What is being asked
Copy out exactly the lines below that run from the one holding "Examine the image above carefully. Where does the white" to the one holding "Examine the image above carefully. Where does the bollard", keeping both of those lines and no others.

Data for analysis Block Start

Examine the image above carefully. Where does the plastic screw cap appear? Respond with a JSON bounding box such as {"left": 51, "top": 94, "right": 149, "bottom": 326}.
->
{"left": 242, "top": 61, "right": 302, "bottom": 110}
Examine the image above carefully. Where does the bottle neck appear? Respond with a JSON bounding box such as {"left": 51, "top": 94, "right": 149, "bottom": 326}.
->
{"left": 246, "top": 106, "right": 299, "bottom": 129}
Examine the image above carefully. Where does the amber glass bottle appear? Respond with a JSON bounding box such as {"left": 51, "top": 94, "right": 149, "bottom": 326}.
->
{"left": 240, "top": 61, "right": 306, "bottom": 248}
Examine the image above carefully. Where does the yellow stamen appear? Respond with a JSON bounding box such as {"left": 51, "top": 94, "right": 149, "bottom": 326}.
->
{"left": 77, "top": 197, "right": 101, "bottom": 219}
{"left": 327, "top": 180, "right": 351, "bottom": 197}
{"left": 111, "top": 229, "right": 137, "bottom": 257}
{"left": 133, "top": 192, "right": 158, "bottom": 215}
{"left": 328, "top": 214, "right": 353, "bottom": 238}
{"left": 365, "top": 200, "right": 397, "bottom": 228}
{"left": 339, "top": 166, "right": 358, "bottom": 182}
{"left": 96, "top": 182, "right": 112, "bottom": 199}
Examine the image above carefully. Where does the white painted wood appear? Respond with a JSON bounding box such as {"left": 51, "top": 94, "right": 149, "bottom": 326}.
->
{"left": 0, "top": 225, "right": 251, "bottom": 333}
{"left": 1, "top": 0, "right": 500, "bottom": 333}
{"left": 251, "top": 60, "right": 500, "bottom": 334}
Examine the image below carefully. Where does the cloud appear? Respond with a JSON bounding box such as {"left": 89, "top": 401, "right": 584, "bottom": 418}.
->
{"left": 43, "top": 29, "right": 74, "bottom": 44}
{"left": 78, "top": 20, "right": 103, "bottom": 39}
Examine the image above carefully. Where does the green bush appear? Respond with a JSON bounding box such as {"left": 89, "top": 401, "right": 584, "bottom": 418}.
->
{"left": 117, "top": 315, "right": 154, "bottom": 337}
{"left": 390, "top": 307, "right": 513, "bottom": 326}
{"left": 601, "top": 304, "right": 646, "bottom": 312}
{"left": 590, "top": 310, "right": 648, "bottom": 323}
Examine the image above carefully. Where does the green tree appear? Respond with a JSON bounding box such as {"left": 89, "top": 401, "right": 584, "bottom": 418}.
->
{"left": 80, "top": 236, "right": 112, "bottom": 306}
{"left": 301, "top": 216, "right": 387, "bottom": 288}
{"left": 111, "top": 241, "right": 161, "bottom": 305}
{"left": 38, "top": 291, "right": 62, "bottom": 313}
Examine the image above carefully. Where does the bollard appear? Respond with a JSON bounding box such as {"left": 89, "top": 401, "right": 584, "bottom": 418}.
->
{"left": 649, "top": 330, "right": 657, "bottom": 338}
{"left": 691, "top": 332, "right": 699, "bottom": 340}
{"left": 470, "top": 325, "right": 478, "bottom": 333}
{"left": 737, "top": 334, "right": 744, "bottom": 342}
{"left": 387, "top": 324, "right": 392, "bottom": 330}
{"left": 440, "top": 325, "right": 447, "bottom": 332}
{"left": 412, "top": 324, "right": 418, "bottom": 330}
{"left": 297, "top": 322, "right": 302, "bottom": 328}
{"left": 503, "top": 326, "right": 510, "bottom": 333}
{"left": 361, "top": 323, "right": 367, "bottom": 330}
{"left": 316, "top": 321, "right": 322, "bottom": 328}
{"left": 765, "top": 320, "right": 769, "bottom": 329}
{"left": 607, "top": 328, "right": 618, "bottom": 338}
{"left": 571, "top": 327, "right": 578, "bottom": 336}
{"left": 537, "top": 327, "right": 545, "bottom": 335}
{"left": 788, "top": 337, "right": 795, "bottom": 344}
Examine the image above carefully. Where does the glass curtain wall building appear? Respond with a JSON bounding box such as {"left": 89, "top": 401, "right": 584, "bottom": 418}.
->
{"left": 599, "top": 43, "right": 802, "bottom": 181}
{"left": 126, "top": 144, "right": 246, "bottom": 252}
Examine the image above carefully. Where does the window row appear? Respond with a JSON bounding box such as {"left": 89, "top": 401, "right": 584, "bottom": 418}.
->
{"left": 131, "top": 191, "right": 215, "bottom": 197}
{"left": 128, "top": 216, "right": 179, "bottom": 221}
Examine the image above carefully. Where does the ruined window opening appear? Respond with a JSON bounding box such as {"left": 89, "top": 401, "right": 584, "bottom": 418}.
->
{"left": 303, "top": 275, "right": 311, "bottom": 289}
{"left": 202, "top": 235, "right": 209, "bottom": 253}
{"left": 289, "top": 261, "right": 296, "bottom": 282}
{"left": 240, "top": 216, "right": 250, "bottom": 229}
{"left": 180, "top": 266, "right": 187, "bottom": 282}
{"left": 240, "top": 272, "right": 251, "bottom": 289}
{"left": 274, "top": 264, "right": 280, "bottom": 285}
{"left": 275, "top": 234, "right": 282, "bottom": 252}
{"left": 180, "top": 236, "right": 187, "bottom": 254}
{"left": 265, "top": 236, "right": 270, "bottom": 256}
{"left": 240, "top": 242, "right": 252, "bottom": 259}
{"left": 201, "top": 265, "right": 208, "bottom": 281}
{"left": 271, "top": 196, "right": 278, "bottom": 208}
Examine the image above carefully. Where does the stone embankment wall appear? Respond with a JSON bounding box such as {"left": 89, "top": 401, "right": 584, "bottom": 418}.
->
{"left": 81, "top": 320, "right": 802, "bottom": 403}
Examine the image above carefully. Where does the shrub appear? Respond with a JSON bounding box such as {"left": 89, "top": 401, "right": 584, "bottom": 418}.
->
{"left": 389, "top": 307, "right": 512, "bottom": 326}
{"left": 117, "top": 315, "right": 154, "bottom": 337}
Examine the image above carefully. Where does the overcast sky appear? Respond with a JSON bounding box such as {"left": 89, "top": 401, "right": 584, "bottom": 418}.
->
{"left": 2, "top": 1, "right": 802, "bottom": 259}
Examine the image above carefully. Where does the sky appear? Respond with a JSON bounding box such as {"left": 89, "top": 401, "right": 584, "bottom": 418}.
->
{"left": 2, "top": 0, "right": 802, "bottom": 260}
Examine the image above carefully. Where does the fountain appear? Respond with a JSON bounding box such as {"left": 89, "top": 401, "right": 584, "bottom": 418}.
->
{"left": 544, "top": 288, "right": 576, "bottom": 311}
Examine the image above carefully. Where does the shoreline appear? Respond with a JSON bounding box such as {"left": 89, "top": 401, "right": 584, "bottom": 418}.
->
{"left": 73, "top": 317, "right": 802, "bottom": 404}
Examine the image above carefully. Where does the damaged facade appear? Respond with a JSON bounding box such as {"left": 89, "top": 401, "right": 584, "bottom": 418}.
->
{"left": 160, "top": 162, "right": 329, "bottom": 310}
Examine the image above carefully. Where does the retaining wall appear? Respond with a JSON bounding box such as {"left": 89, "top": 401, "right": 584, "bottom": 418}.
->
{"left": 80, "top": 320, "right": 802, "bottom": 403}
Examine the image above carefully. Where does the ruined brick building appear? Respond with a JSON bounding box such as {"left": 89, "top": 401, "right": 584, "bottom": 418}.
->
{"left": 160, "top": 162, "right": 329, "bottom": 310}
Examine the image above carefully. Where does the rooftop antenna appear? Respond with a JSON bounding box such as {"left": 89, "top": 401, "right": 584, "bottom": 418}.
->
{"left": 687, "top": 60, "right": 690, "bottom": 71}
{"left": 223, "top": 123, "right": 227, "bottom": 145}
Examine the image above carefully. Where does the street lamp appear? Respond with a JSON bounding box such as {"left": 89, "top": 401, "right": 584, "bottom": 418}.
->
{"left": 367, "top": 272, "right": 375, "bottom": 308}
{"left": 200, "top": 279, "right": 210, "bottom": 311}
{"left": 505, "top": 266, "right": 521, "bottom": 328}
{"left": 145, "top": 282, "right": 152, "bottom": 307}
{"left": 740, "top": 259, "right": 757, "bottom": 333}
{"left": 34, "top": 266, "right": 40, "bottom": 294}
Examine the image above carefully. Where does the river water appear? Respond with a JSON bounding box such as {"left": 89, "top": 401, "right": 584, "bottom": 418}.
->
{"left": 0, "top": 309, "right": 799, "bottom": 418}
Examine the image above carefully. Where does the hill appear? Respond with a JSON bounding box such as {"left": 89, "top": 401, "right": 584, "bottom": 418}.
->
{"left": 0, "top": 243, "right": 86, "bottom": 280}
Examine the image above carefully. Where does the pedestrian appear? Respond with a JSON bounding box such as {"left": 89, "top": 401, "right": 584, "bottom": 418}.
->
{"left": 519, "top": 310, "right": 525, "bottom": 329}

Data for analysis Block End

Exercise result
Examine the image above carefully. Where does the white painted wood appear? Respond with a JSON bounding box such as {"left": 51, "top": 94, "right": 149, "bottom": 326}.
->
{"left": 0, "top": 225, "right": 251, "bottom": 333}
{"left": 1, "top": 0, "right": 500, "bottom": 333}
{"left": 251, "top": 60, "right": 500, "bottom": 334}
Examine the image below carefully. Where does the cloud appear? Respond with a JSON bounding box such as {"left": 89, "top": 401, "right": 584, "bottom": 418}.
->
{"left": 43, "top": 29, "right": 74, "bottom": 44}
{"left": 78, "top": 20, "right": 103, "bottom": 39}
Examine the image above carefully. Where does the green bush appear? Respond with a JSON bounding box such as {"left": 89, "top": 401, "right": 584, "bottom": 418}.
->
{"left": 117, "top": 315, "right": 154, "bottom": 337}
{"left": 390, "top": 307, "right": 513, "bottom": 326}
{"left": 601, "top": 304, "right": 646, "bottom": 312}
{"left": 590, "top": 310, "right": 648, "bottom": 323}
Examine the image above carefully. Where does the green tree appear? Respond with a JSON bounding box such as {"left": 89, "top": 401, "right": 584, "bottom": 418}.
->
{"left": 80, "top": 236, "right": 112, "bottom": 306}
{"left": 301, "top": 216, "right": 387, "bottom": 288}
{"left": 111, "top": 241, "right": 161, "bottom": 305}
{"left": 38, "top": 291, "right": 62, "bottom": 313}
Examine the image above carefully. Where does the bollard appear? Respond with a JSON bounding box such as {"left": 89, "top": 401, "right": 584, "bottom": 418}.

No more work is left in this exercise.